Opdracht 1 | Leg uit waarom volgens het interview over De Jonge Spartaan vooral de vrijwilligers zwaar getroffen worden nu ze niet meer op de club kunnen komen.
Opdracht 2 | Geef uit het interview over De Jonge Spartaan letterlijk de tekst terug tussen "John: ‘Omdat alles" en "dus nogmaals halen.", beide inbegrepen.
Opdracht 3 | Herschrijf in het interview over De Jonge Spartaan de alinea die begint met "Financieel hebben we alles nog altijd op orde" als een korte opsomming met de belangrijkste feiten.

Tekstfragment |
________________
John: ‘Omdat alles toen op de rit stond en ik het op mijn werk razend druk had. Ik zat per jaar een keer of zes een paar weken in India en als je er zo vaak niet bent, moet je een stapje terugdoen. Dan kon ook, omdat alles prima in orde was.’
Drie jaar later werd je toch weer voorzitter. Die titel ‘ere-voorzitter’ kun je nu dus nogmaals halen.
John: ‘Nee, hoor. Dat hoeft niet. Ik heb het gedaan omdat het met de club niet de goede kant op ging. Het heeft geen zin daar uitgebreid op terug te kijken, want dat ligt bij sommigen nog best gevoelig. In een tamelijk tumultueuze algemene ledenvergadering is het dagelijks bestuur toen vervangen. Ik had van te voren wel een paar mensen gevraagd om het samen met mij te gaan doen, mensen waarmee ik in mijn eerdere periode als voorzitter gewerkt had. Dat wilden ze. Je kunt eigenlijk wel zeggen dat de bestuursleden in al die jaren ook echte vrienden van elkaar zijn geworden. Op zaterdagmiddag, als alle wedstrijden gespeeld zijn, vieren we samen ook onze derde helft. Elke zaterdag is dat weer heel leuk.’
Ook dat kan nu niet meer vanwege de corona. Hoe moeilijk is het om in deze periode De Jonge Spartaan overeind te houden?
John: ‘Financieel hebben we alles nog altijd op orde. Alle leden hebben hun contributie betaald en, geen enkele sponsor is afgehaakt. Dat is natuurlijk mede te danken aan de inzet van de mensen van de sponsorcommissie, maar toch zegt het veel over hoe wij er als club op staan. Financieel komen we deze tijden wel door. Maar sociaal-maatschappelijk hakt het er voor veel leden fors in. Voor de voetballende leden natuurlijk, maar nog veel meer voor onze vrijwilligers die alle dagen op de club in de weer waren. Bij De Jonge Spartaan een klusje komen verrichten, dat was hun vaste bezigheid, hun uitlaatklep. Sommigen van hen zijn vrijgezel of alleenstaande en hier bij elkaar komen was hun sociaal uitje. Dat kan nu niet meer. En een alternatief is er niet, want nergens kun je nog bij elkaar komen. Dat grijpt me wel aan hoor. En wat te denken van de mensen die als dagbesteding bij ons in het clubhuis elke maandagochtend activiteiten deden? Die mogen sinds maart niet meer komen. Heel erg vind ik dat.’
Krijg je van de KNVB in deze tijden veel ondersteuning?
________________
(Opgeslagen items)
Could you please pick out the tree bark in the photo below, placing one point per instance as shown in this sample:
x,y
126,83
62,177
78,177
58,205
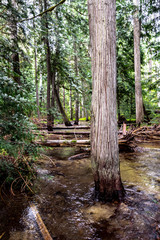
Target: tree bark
x,y
49,73
65,118
70,102
104,136
76,94
64,100
137,67
36,78
14,39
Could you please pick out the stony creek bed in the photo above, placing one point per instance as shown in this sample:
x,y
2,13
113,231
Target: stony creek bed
x,y
64,199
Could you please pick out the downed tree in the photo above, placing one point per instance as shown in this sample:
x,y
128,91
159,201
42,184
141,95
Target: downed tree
x,y
60,143
124,145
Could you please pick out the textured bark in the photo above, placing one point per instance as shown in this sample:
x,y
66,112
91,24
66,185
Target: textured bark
x,y
64,99
49,73
36,78
53,94
70,103
76,94
137,67
62,111
104,137
14,39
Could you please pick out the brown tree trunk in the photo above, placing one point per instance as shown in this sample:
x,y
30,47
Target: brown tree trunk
x,y
49,73
104,136
70,102
65,118
53,94
14,39
76,94
137,67
36,78
64,100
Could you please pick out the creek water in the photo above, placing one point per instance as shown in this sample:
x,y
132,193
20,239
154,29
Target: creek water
x,y
64,199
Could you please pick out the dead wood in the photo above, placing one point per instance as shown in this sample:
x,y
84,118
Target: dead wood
x,y
41,225
79,156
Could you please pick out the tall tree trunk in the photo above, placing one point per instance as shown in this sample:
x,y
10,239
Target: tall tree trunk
x,y
62,111
137,67
49,73
14,39
76,94
36,78
70,102
118,105
53,94
64,100
104,137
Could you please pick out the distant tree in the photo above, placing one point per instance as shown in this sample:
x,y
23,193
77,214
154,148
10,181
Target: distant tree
x,y
137,66
104,138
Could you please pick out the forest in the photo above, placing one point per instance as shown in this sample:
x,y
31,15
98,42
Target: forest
x,y
79,119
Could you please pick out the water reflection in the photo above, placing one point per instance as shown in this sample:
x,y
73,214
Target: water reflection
x,y
65,200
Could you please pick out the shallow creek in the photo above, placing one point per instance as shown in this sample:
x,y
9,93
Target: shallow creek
x,y
64,199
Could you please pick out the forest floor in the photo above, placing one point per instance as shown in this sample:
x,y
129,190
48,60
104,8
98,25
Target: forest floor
________________
Uitwerking 1 | Klusjes verrichten bij De Jonge Spartaan was hun vaste bezigheid en hun uitlaatklep. Voor sommigen, die vrijgezel of alleenstaand zijn, was het samenkomen op de club hun sociale uitje. Een alternatief is er niet, omdat je nergens meer bij elkaar kunt komen.

Uitwerking 2 |
John: ‘Omdat alles toen op de rit stond en ik het op mijn werk razend druk had. Ik zat per jaar een keer of zes een paar weken in India en als je er zo vaak niet bent, moet je een stapje terugdoen. Dan kon ook, omdat alles prima in orde was.’
Drie jaar later werd je toch weer voorzitter. Die titel ‘ere-voorzitter’ kun je nu dus nogmaals halen.

Uitwerking 3 |
- Financieel staat alles op orde: alle leden hebben contributie betaald en geen enkele sponsor is afgehaakt, mede dankzij de inzet van de sponsorcommissie.
- Sociaal-maatschappelijk hakt het er fors in, bij de voetballende leden, maar nog meer bij de vrijwilligers die elke dag op de club bezig waren.
- Voor hen was het werk op de club een vaste bezigheid en een uitlaatklep. Voor alleenstaanden was het ook een sociaal uitje, waarvoor nu geen alternatief is.
- De mensen die elke maandagochtend als dagbesteding activiteiten in het clubhuis deden, mogen sinds maart niet meer komen. John vindt dat heel erg.